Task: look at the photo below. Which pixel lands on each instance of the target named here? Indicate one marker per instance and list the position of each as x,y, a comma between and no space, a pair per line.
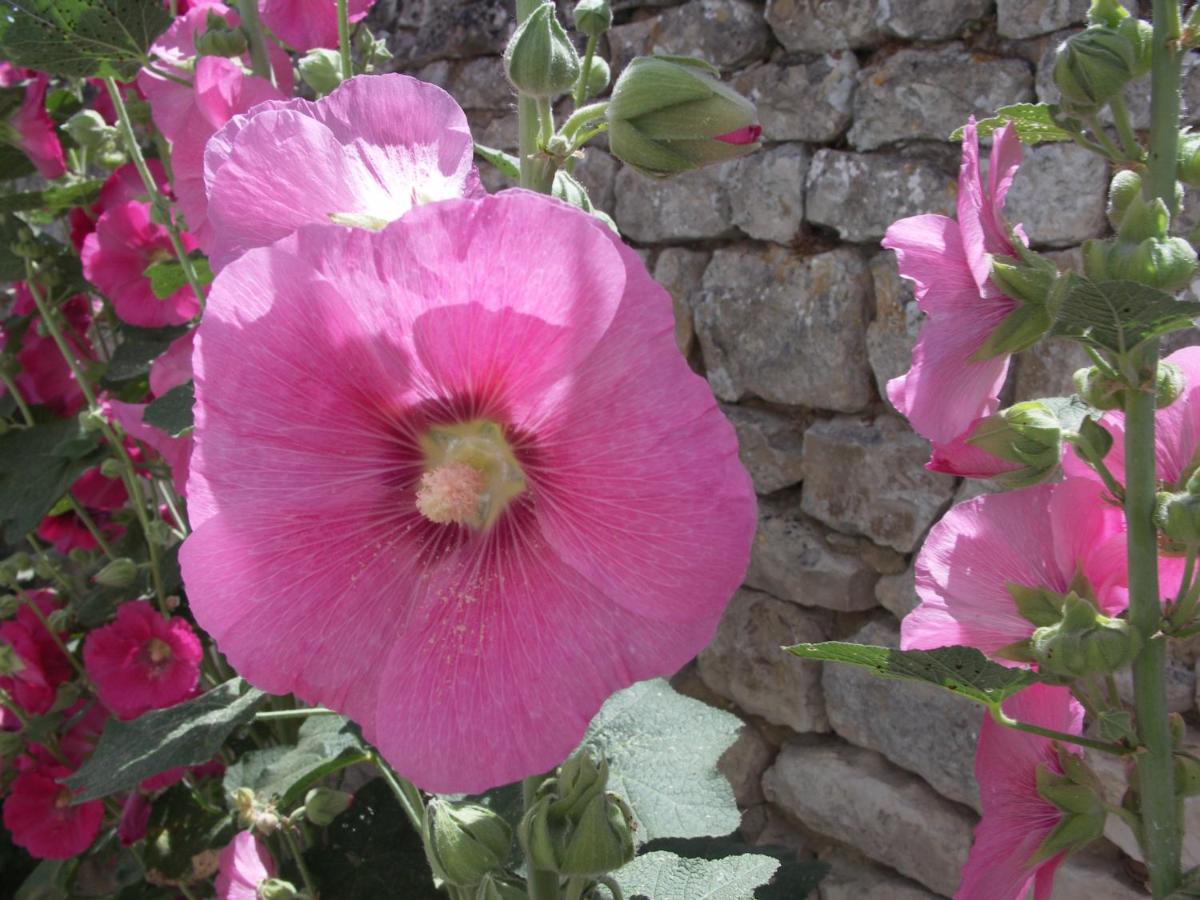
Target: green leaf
663,750
963,670
185,735
172,412
81,39
1035,124
37,466
1119,316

________________________

Reproduce every line of the entries above, requests included, and shift each answer point by adding 6 to both its x and its y coordinate. Leave the pictures out of your answer.

Full answer:
Task: look at the photo below. Which pixel lands on each instance of the target named here? Indicate one marker per instance and list the position of each as x,y, a comma between and no space, a pair per line.
Target: green leaf
669,756
969,676
191,741
178,418
87,45
1041,130
43,472
1125,322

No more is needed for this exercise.